__Data for the task__
Start
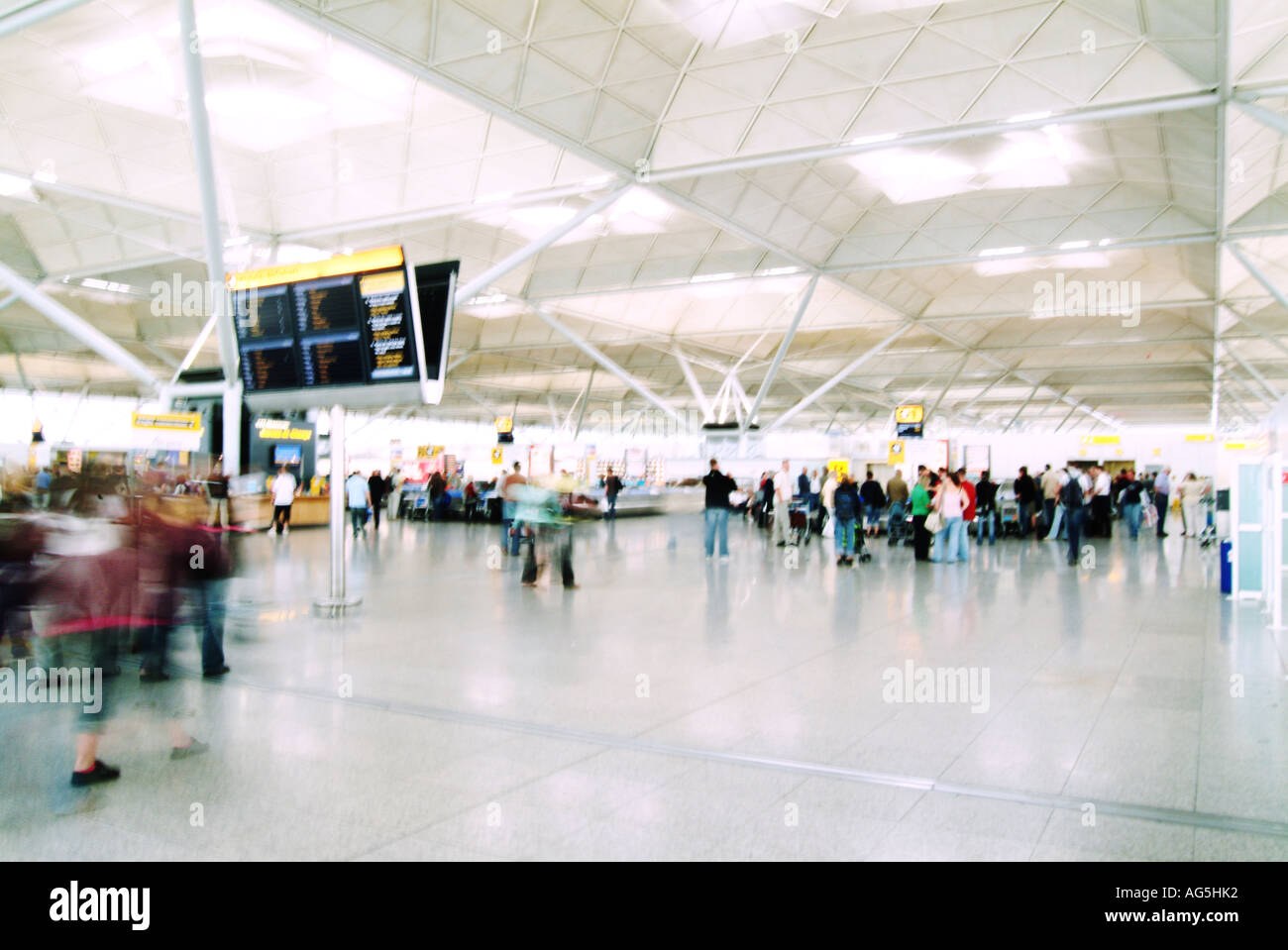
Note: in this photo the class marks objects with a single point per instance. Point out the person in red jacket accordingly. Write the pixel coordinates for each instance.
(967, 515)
End
Start
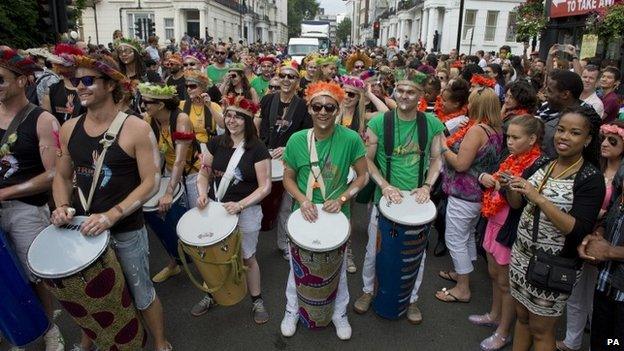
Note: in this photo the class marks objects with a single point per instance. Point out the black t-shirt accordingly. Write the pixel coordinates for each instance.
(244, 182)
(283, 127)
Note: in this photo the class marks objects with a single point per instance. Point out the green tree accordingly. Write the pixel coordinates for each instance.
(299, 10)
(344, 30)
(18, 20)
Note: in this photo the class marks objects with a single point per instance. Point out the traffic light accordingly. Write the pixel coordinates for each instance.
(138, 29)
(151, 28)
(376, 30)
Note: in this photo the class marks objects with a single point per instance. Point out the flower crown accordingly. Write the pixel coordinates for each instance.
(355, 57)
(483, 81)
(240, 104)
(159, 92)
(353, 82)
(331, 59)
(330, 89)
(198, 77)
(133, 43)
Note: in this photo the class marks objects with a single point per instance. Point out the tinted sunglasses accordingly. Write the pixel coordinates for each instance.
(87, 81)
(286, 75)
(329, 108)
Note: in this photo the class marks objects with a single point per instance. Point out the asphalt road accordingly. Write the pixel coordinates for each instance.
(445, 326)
End
__Instructions to follow__
Please display every line of the data above that contains the word "tree".

__Result for this task__
Note: in this photo the class marks objects with a single point per instance. Point out the green tree accordingly. Write the pixel coordinates for each instance.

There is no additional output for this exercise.